EXERCISE: Reproduce every line of the data below without changing a single character.

EXERCISE DATA:
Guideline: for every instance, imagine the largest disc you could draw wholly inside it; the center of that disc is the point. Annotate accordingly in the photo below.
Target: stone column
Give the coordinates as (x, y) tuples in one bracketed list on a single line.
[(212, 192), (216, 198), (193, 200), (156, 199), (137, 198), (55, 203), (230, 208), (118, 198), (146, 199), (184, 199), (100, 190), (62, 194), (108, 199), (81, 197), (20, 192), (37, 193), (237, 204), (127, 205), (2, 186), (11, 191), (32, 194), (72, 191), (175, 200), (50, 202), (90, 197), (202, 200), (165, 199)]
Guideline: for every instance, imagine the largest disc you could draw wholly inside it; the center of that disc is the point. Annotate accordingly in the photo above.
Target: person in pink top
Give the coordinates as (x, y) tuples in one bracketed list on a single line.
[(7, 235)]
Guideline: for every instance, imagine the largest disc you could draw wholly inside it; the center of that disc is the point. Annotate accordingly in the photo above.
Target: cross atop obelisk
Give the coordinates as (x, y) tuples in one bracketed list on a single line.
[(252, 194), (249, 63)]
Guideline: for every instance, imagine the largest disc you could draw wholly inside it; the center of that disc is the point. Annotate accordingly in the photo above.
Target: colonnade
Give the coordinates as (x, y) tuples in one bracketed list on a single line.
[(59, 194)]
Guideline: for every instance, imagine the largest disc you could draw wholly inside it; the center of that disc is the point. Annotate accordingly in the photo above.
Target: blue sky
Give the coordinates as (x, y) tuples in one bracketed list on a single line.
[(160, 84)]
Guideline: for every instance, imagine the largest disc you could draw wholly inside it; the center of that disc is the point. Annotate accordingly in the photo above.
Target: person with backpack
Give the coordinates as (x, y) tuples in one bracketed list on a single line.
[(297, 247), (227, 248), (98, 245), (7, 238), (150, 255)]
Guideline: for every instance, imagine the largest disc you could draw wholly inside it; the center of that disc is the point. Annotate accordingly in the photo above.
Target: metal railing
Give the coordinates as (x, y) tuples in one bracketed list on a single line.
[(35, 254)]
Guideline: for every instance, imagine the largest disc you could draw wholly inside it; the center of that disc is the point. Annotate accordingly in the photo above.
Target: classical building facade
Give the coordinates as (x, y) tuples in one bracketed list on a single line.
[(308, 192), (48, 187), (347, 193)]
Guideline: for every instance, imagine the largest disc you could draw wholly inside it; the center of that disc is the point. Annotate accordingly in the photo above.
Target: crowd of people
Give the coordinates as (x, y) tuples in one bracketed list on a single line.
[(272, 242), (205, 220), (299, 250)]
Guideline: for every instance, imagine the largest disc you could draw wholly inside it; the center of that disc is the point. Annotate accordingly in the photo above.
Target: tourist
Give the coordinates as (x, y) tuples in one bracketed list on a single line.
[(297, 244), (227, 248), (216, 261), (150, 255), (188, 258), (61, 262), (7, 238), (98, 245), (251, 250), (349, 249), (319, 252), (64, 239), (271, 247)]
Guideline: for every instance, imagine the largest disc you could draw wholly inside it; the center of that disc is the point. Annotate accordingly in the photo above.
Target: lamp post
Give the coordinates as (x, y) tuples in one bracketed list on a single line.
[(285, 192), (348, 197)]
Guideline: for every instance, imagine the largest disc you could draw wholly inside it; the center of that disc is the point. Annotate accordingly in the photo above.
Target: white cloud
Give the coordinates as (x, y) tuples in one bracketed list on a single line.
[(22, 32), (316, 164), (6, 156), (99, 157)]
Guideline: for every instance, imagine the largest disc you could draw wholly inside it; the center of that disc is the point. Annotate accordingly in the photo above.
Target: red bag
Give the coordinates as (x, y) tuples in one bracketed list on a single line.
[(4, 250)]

PROBLEM SOLUTION:
Guideline: for every instance, imagine the largest disc you could draw wholly inside it; the center of that disc is the point. Annotate accordingly in the photo below.
Target: stone column
Give the coordinates as (x, y) tuples in one bracketed list on a single line.
[(212, 192), (216, 198), (193, 200), (156, 199), (137, 198), (55, 203), (230, 208), (118, 198), (146, 199), (184, 199), (100, 190), (62, 194), (108, 199), (81, 197), (20, 192), (37, 193), (237, 204), (127, 205), (2, 186), (11, 191), (32, 194), (72, 191), (175, 200), (50, 202), (90, 197), (202, 200), (165, 199)]
Guideline: for every instance, imagine the largest disc you could draw wholly inside it; the center of that disc is the point. Annotate accordingly in the photo above.
Target: person in pink top
Give the coordinates as (x, y) tuples in one bracketed list on a single line.
[(7, 235)]
Guideline: for every instance, imagine the largest disc you could draw wholly inside it; the center of that disc is the point. Annotate accordingly in the photo above.
Target: cross atop obelisk
Give the coordinates as (x, y) tuples in one bracketed list on a single line.
[(252, 194), (249, 63)]
Guideline: for every instance, imagine the largest disc you could draw wholly inside it; the center of that disc is the point. Annotate accordingly in the photo above.
Target: colonnade
Give the coordinates as (x, y) tuples in one bracketed list on a single line.
[(59, 194)]
Guideline: for every instance, imagine the largest disc you could draw wholly inside it; the center of that disc is the point. Annotate accordingly in the photo above.
Target: blue sky
Give the coordinates as (x, y) tuples in one bracketed list on a single line.
[(160, 84)]
Guideline: for every instance, imagine the largest disc you could draw wholly inside it; the center of that disc is the point. Annotate accordingly in the photo above.
Target: person with backpack
Give the coordinates as (x, y) tuples in one bracketed list on a single line.
[(297, 247), (227, 248), (98, 245), (7, 238), (150, 255)]
Guideline: for every instance, imagine the largest disc you could draw wholly inside it; the center of that disc is the point. Annotate accordingly in the photo above.
Target: metal railing
Give the coordinates as (x, y) tuples in one bracketed list on a single line.
[(35, 254)]
Guideline: for every instance, imagine the largest disc you could draw wholly inside it; the center of that disc is the point. Annotate accordingly in the photo above.
Target: classical building facade
Give the coordinates as (x, y) tuples in one bracketed list on a single line.
[(308, 192), (48, 187), (347, 193)]
Guideline: for every instance, imagine the largest disc you could draw wholly inside it; the center of that disc is the point. Annotate accordingly in the photo above.
Target: crowd of people
Give the coordinates as (x, y) tuples in one bracketed list on a single line.
[(272, 242), (205, 220), (299, 250)]
Guideline: for every instance, imagine the largest disc you could draw wholly inside it; the center of that disc is the point. Annotate accordingly in the photo above.
Target: tourist
Give the coordinates as (x, y) tuples in one bracketed list on a single line.
[(297, 244), (227, 248), (216, 261), (150, 255), (188, 258), (61, 262), (7, 238), (98, 245), (251, 250), (349, 249), (319, 252), (64, 239), (271, 247)]
Guideline: for every instance, imagine the largest disc you could draw wholly inside it; the center of that disc is the point. Annotate accordingly in the photo above.
Target: lamp post
Give the coordinates as (x, y) tuples in one bracketed list on a single line.
[(285, 192), (348, 197)]
Guideline: for every instance, imagine the largest disc you could draw wholly inside it; the center of that disc is the point. Annotate accordingly in the photo above.
Target: white cloud
Give the coordinates as (x, y) tuples in one bracketed list on a single line.
[(22, 32), (316, 164), (6, 156), (99, 157)]
Guideline: for every instance, imagine the largest disc you could draw wholly inside it; the center of that disc is the point. Annotate accordingly in the photo above.
Target: red bag
Give the coordinates as (x, y) tuples in one bracketed list on a single line.
[(4, 250)]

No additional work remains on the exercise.